Copy out every one of the entries below word for word, but leave out the pictures.

[Annotated coordinate records]
------------------------------------
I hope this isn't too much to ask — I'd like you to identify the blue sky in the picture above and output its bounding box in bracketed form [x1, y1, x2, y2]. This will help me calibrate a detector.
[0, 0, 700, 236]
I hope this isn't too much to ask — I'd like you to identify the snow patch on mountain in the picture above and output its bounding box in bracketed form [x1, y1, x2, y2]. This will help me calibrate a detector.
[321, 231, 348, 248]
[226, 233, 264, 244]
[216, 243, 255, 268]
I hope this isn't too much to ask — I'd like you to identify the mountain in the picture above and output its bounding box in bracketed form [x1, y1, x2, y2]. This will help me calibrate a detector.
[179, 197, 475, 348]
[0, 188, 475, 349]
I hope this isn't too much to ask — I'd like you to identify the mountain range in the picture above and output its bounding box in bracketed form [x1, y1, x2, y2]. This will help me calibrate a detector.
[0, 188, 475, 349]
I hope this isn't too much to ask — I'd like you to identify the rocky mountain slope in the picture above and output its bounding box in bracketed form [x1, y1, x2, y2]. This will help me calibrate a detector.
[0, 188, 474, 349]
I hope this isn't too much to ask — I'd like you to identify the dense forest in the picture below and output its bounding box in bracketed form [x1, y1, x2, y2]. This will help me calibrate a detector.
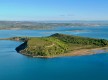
------------------------------------
• _Exercise output_:
I hope this isn't too much to ask — I'd like you to identify the blue sky in the picture above and output its bounding box in bracketed form [x1, y1, x2, y2]. This will help me calibrate a detector.
[0, 0, 700, 236]
I hope this isn't too much to ask — I'd like you to identify the snow patch on mountain in the picture above and output its bounding box in bracketed form [x1, y1, x2, y2]. This will help me calibrate a detector.
[321, 231, 348, 248]
[226, 233, 264, 244]
[216, 243, 255, 268]
I hope this isn't too much to ask — I'd like you to identify the mountain in the picture above and output its bounding box in bracketed form [x1, y1, x2, y2]. This will help me calibrate a detector.
[179, 197, 475, 348]
[0, 188, 475, 349]
I hope this isn't too much to ask — I'd like you to identify the mountain range in the picture above and output its bounding box in bracketed form [x1, y1, x2, y2]. This will help me calibrate a detector.
[0, 188, 475, 349]
I hope this isn't too much to ask — I'd like you to identify the rocky mountain slope in the picture above and output its bounding box in bracketed form [x1, y1, x2, y2]. This will help me calibrate a detector.
[0, 188, 474, 349]
I hope this isn't too much to ask — I'd like you to identify the dense forest in the picture below and output its bounding box in bracketed form [x1, y1, x2, y2]. This will help me calibrate a detector.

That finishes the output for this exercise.